Given passage:
——————

# BBK vs port & polish



## MadGoat04 (Feb 28, 2009)

Hey guys was wondering if the gains would be worth spending the extra $ for the BBK 85mm manifold and BBK 85mm throttle body over getting the stock manifold and tb ported and polished?


----------



## jpalamar (Jul 22, 2008)

Get your stock LS2 intake mani ported and save the money. Until your 500+ HP you won't really get anyting out of the TB except maybe more responsiveness.


----------



## MadGoat04 (Feb 28, 2009)

Got a 04 but I assume the same applies


----------



## GM4life (Mar 18, 2007)

Nope. The stock manifold is quite good. And I would not spend the money on that high dollar BBK stuff. I got Performance Products 80mm TB and port matched my stock manifold so I would not have to use the spacer that comes with it that necks it back down to 75mm. It comes with the spacer just like the BBK one but is cheaper. You can have your stock TB ported and polished is is worth a few extra hp. I self ported mine w/dremal before I went with the 80mm and it felt alittle more responsive.


----------



## MadGoat04 (Feb 28, 2009)

Thanks for the replies I believe I am just going to port my stock tb


----------



## MadGoat04 (Feb 28, 2009)

Does anyone know of a good shop near Beaumont Tx that can do the porting for a good price as I dont trust myself with it.


----------



## svede1212 (Nov 1, 2005)

I'd get the BBK and keep the manifold. . .wait, I DID do that


----------



## 87GN06GTO07IRL (Aug 10, 2009)

Port the stock one. You'll get less heat soak since it's plastic.


----------

——————

(Records)
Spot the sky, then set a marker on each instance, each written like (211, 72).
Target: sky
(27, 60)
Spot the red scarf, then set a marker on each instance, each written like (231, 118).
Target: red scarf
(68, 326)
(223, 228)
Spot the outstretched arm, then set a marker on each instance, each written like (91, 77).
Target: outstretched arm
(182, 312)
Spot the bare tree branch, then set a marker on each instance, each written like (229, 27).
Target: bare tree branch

——————

Actions to take:
a - Answer these questions about the forum thread:
(i) Which brand of 80mm throttle body did GM4life buy?
(ii) What horsepower level does jpalamar say must be reached before the throttle body gives much benefit?
(iii) Near which city is MadGoat04 looking for a shop to do the porting?
b - Substitute "put a dot on" for "set a marker on" throughout the records, and write all the records out again with nothing else changed.

Task results:
a -
(i) Performance Products
(ii) 500+ HP
(iii) Beaumont Tx

b -
Spot the sky, then put a dot on each instance, each written like (211, 72).
Target: sky
(27, 60)
Spot the red scarf, then put a dot on each instance, each written like (231, 118).
Target: red scarf
(68, 326)
(223, 228)
Spot the outstretched arm, then put a dot on each instance, each written like (91, 77).
Target: outstretched arm
(182, 312)
Spot the bare tree branch, then put a dot on each instance, each written like (229, 27).
Target: bare tree branch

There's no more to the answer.